[Start Selected text]

[Date Prev][Date Next][Thread Prev][Thread Next][Date Index][Thread Index]

Re: Some text that may be useful for the update of RFC 2376

In message "Re: Some text that may be useful for the update of RFC 2376",
Rick Jelliffe wrote...

 >> HTTP already has the accept-charset field.  I do not understand your claim.
 >If I am using a DOM parser, I cannot ask it "what encodings do you
 >support?" If I am using SAX in Java, I can assume that the encodings
 >underlying Java are the ones available. I don't recall any C or C++ XML
 >parser that exposes this information: I don't think Expat does, for

Although such information is described in their manuals, I do not 
think that they have any APIs for "what encodings do you
support?".  I agree.

 >If my browser cannot ask its XML processor "what encodings do you
 >support?" in order to perform content negotiation for XML, then either the
 >poor user must configure it themselves or the HTTP code has to take on the
 >responsibility for providing transcoding services itself (perhaps not a
 >bad thing for the future).  And configuration has to be done
 >application-by-application: for example James Clark's vanilla Expat did
 >not accept Big5, so every XML application built on it was pretty unusable
 >for Traditional Chinese here.  

Ideally, XML processors should silently provide the accept-charset field.  

On top of document entities, an XML processor may silently fetch external 
parsed entities, external parameter entities, and external DTD subsets.  
(I know expat doesn't, but other parsers do.)  Since application 
programmers cannot control such fetching, the best solution is hardcode 
the accept-charset field in the XML processor.  Certainly, the person who 
writes the XML processor knows which encoding is supported.  (It would be 
great if we can register callback routines for unsupported charsets.)

 >Even if you are using DOM (or
 >SAX) it is quite possible that the system integrator has chosen to use a
 >different implementation from the one which the software developer used.
 >So you cannot ask DOM, and the programmer cannot be sure which
 >implementation is being used. 

Right.  But we can always assume that the same UCS characters will be 

 >So it seems to me that content negotiation of character encoding for XML
 >is a bit of a myth: it requires that the user test applications rather
 >than it being transparent. 

If content negotiation is hardcoded in XML processors, application programmers 
do not have to worry.

>That is an unreasonable and unworkable
 >requirement. At the moment, the browser has to guess which encodings are
 >available, or the poor user has to test if the local encoding is
 >supported. (I suppose systems could also have some automated system which
 >requested a big5 XML file and then tried to parse it. Not really
 >elegant. Presumably the XML file would have to be sourced internally. )

I am afraid that I do not fully understand your claim.  Could you 
try again?

 >For content negotiation of MIME types, a browser knows which content-types
 >have handlers. But it doesn't know this information for character-encoding
 >for the XML applications it has. That is why I 

Probably, you sent this mail before you finished the last sentence.  

MURATA Makoto  muraw3c@xxxxxxxxxxxxx

[End Selected text]

Reproduce word for word the passage of the RFC 2376 mailing-list reply starting at "(I know expat" and ending at "is being used.".

[Start Dataset extract]

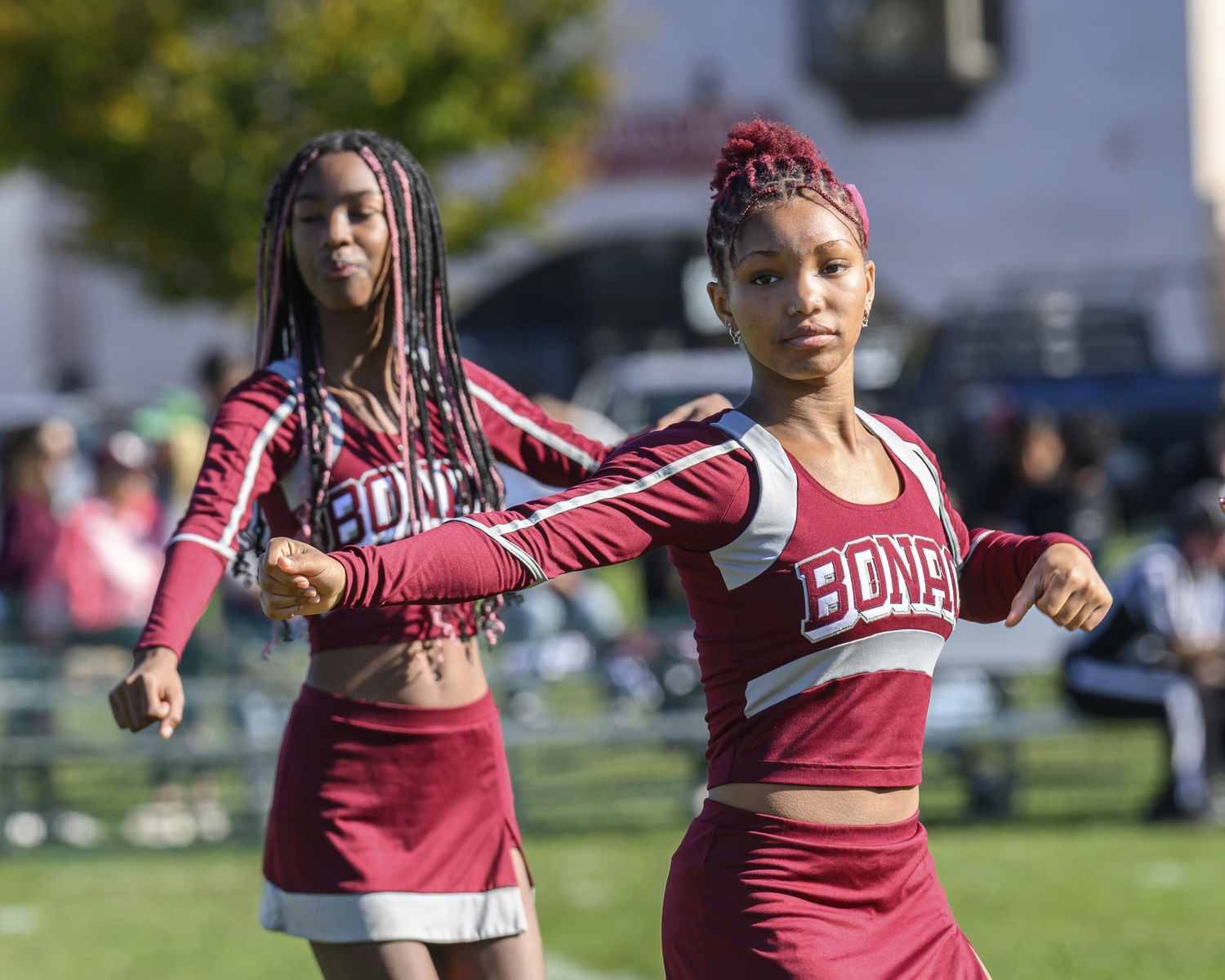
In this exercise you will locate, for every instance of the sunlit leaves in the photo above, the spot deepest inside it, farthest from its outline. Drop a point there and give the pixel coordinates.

[End Dataset extract]

→ Answer to the exercise:
(I know expat doesn't, but other parsers do.)  Since application 
programmers cannot control such fetching, the best solution is hardcode 
the accept-charset field in the XML processor.  Certainly, the person who 
writes the XML processor knows which encoding is supported.  (It would be 
great if we can register callback routines for unsupported charsets.)

 >Even if you are using DOM (or
 >SAX) it is quite possible that the system integrator has chosen to use a
 >different implementation from the one which the software developer used.
 >So you cannot ask DOM, and the programmer cannot be sure which
 >implementation is being used.